▶ **Fragmento proporcionado**
Burnett Street corta por el medio el corazón de Hatfield, uno de los barrios más residenciales de la ciudad diplomática de Sudáfrica, de manera transversal de sur a norte.
Podría decirse, con alguna imprecisión geográfica, que va del búnker del seleccionado argentino, el HPC de la Universidad de Pretoria, hasta el estadio de la ciudad, el Loftus Versfeld, en un recorrido aproximado de 10 km.
Pero si uno usara la lupa, al estilo de Google Maps, se encontraría con una esquina que sirve para sintetizar buena parte de la cultura y de los hábitos de convivencia en este país.
Se trata, precisamente, de la esquina de Burnett Street e Hilda Street. Pararse allí, caminar unos metros hacia un lado y unos metros hacia el otro, en un fin de semana cualquiera es encontrarse con dos Sudáfrica en dos cuadras.
Solo 100 metros al sur, hacia el HPC, la noche del viernes estalla Hatfield Square. Una especie de plaza estilo europeo, en el pulmón de la manzana, a la que se accede por dos portones que ofician de pasillos, en los espacios que dejan bares y restaurantes.

▶ **Información**
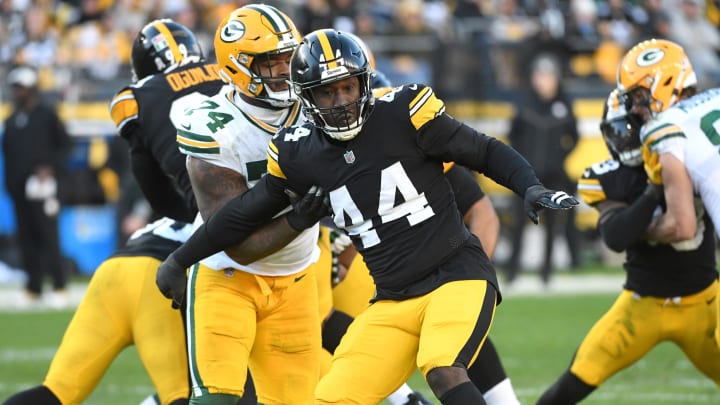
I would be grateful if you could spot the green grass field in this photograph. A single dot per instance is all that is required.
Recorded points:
(535, 337)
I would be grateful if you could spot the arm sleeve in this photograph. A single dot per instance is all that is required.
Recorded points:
(465, 187)
(234, 221)
(451, 140)
(621, 227)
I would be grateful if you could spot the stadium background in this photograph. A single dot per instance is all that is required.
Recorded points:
(474, 53)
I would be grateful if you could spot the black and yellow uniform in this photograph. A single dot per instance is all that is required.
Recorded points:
(140, 112)
(388, 191)
(122, 307)
(668, 295)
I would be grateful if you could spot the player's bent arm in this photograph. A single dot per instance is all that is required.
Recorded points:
(478, 212)
(679, 221)
(235, 221)
(483, 221)
(214, 186)
(621, 225)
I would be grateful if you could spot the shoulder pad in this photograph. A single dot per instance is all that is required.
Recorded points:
(123, 108)
(590, 187)
(190, 118)
(658, 131)
(422, 104)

▶ **Tareas requeridas**
1 – Según el fragmento, ¿qué distancia aproximada recorre Burnett Street entre el HPC y el Loftus Versfeld?
2 – Copia el pasaje del fragmento que empieza con "Podría decirse, con" y sigue hasta "en este país.", y sustituye "lupa" por "lente de aumento".
3 – Traduce al inglés esta oración del fragmento: "Se trata, precisamente, de la esquina de Burnett Street e Hilda Street."
Para responder, basta con el fragmento.

▶ **Respuestas por tarea**
1 – Unos 10 km.

2 –
Podría decirse, con alguna imprecisión geográfica, que va del búnker del seleccionado argentino, el HPC de la Universidad de Pretoria, hasta el estadio de la ciudad, el Loftus Versfeld, en un recorrido aproximado de 10 km.
Pero si uno usara la lente de aumento, al estilo de Google Maps, se encontraría con una esquina que sirve para sintetizar buena parte de la cultura y de los hábitos de convivencia en este país.

3 – It is, precisely, the corner of Burnett Street and Hilda Street.